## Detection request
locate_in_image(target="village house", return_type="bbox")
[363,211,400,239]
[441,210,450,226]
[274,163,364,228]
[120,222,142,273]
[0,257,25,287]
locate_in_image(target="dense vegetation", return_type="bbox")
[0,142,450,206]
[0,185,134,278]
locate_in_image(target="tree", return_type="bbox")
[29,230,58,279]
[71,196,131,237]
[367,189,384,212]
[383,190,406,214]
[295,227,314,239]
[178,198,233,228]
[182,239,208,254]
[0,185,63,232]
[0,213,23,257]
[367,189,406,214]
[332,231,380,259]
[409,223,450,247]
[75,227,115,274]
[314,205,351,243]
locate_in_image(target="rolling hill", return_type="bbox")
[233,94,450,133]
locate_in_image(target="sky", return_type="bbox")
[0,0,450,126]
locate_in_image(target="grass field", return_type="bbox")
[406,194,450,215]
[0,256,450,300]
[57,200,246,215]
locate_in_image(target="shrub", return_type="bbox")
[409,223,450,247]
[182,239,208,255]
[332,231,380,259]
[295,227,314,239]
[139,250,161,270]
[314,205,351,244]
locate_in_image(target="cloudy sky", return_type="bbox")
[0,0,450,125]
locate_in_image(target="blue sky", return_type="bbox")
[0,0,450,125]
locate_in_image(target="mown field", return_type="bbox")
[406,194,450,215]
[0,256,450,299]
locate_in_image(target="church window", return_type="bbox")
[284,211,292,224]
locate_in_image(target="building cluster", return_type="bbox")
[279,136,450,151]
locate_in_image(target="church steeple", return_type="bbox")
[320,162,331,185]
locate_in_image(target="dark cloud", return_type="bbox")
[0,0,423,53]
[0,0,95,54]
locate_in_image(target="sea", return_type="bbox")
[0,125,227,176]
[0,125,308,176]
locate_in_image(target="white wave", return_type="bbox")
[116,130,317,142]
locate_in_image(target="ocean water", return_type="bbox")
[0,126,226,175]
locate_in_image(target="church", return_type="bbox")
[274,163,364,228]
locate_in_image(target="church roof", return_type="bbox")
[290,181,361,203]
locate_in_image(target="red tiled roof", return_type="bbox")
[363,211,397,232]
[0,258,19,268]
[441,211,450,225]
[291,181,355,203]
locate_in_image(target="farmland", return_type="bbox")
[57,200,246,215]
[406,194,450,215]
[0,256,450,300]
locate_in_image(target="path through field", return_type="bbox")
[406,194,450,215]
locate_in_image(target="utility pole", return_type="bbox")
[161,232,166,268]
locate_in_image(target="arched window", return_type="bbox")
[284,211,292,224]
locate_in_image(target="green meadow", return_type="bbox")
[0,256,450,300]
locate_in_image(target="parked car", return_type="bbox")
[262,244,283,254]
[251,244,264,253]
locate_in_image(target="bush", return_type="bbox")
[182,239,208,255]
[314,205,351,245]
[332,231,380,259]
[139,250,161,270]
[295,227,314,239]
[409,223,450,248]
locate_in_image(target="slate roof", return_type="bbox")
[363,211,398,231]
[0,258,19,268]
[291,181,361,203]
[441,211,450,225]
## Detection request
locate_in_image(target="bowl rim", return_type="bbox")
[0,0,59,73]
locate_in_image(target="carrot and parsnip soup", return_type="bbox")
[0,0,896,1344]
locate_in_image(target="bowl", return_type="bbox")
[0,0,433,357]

+ + + + + + +

_Goal_
Lay out every line of the items above as a JSON list of strings, one string per line, leaving out blank lines.

_Solution to this problem_
[
  "## Detection request",
  "locate_in_image(target=\"village house\", return_type=\"bbox\")",
  "[363,211,400,239]",
  "[441,210,450,226]",
  "[274,163,364,228]",
  "[120,222,142,273]",
  "[0,257,25,287]",
  "locate_in_image(target=\"dense vegetation\", return_type=\"bbox\")",
  "[0,142,450,206]",
  "[0,185,134,278]",
  "locate_in_image(target=\"tree\", return_type=\"bbox\")",
  "[29,230,58,279]",
  "[71,196,131,237]",
  "[367,189,384,212]",
  "[383,190,406,214]",
  "[295,227,314,239]",
  "[178,198,233,228]",
  "[182,239,208,254]",
  "[0,185,63,232]",
  "[0,213,23,257]",
  "[367,189,406,214]",
  "[332,231,380,259]",
  "[409,223,450,247]",
  "[75,227,115,274]",
  "[314,205,351,243]",
  "locate_in_image(target=\"rolling hill\", return_type=\"bbox\")",
  "[233,94,450,133]",
  "locate_in_image(target=\"sky\", return_type=\"bbox\")",
  "[0,0,450,126]",
  "locate_in_image(target=\"grass field\", return_type=\"bbox\")",
  "[406,194,450,215]",
  "[0,256,450,300]",
  "[57,200,246,215]",
  "locate_in_image(target=\"shrub\", return_type=\"bbox\")",
  "[409,223,450,247]",
  "[182,239,208,255]",
  "[332,231,380,259]",
  "[295,227,314,239]",
  "[139,250,161,270]",
  "[314,205,351,244]",
  "locate_in_image(target=\"cloudy sky\", return_type=\"bbox\")",
  "[0,0,450,125]",
  "locate_in_image(target=\"blue sky\", return_type=\"bbox\")",
  "[0,0,450,125]",
  "locate_in_image(target=\"mown field\", return_type=\"bbox\")",
  "[406,194,450,215]",
  "[0,256,450,299]",
  "locate_in_image(target=\"church window\", return_type=\"bbox\")",
  "[284,211,292,224]",
  "locate_in_image(target=\"building cluster\", return_type=\"bbox\")",
  "[279,136,450,151]",
  "locate_in_image(target=\"church steeple\", return_type=\"bbox\")",
  "[320,162,331,185]",
  "locate_in_image(target=\"dark cloud\", return_type=\"bbox\")",
  "[0,0,423,53]",
  "[0,0,95,54]",
  "locate_in_image(target=\"sea\", return_type=\"bbox\")",
  "[0,125,227,176]",
  "[0,125,308,176]",
  "locate_in_image(target=\"white wave\", return_type=\"bbox\")",
  "[116,130,317,142]",
  "locate_in_image(target=\"ocean water\", return_type=\"bbox\")",
  "[0,126,226,175]",
  "locate_in_image(target=\"church\", return_type=\"bbox\")",
  "[274,163,364,228]",
  "locate_in_image(target=\"church roof\", return_type=\"bbox\")",
  "[290,181,361,203]",
  "locate_in_image(target=\"red tiled roof\", return_type=\"bbox\")",
  "[363,211,397,232]",
  "[0,258,19,268]",
  "[441,211,450,225]",
  "[291,181,355,203]",
  "locate_in_image(target=\"farmland\", return_type=\"bbox\")",
  "[57,200,246,215]",
  "[406,194,450,215]",
  "[0,256,450,300]",
  "locate_in_image(target=\"path through field\", return_type=\"bbox\")",
  "[406,194,450,215]",
  "locate_in_image(target=\"utility pole\", return_type=\"bbox\")",
  "[161,232,166,268]",
  "locate_in_image(target=\"arched window\", return_type=\"bbox\")",
  "[284,211,292,224]",
  "locate_in_image(target=\"green meadow\", return_type=\"bbox\")",
  "[0,256,450,300]",
  "locate_in_image(target=\"parked car\", return_type=\"bbox\")",
  "[262,244,283,254]",
  "[251,244,264,253]",
  "locate_in_image(target=\"bush\", return_type=\"bbox\")",
  "[182,239,208,255]",
  "[314,205,351,245]",
  "[332,231,380,259]",
  "[139,250,161,270]",
  "[295,227,314,239]",
  "[409,223,450,248]",
  "locate_in_image(target=\"slate roof\", return_type=\"bbox\")",
  "[363,211,398,231]",
  "[0,258,19,268]",
  "[291,181,361,203]",
  "[441,211,450,225]",
  "## Detection request",
  "locate_in_image(target=\"bowl rim\", return_type=\"bbox\")",
  "[0,0,59,73]",
  "locate_in_image(target=\"carrot and parsnip soup\", return_type=\"bbox\")",
  "[0,0,896,1344]",
  "locate_in_image(target=\"bowl\", return_type=\"bbox\")",
  "[0,0,433,357]"
]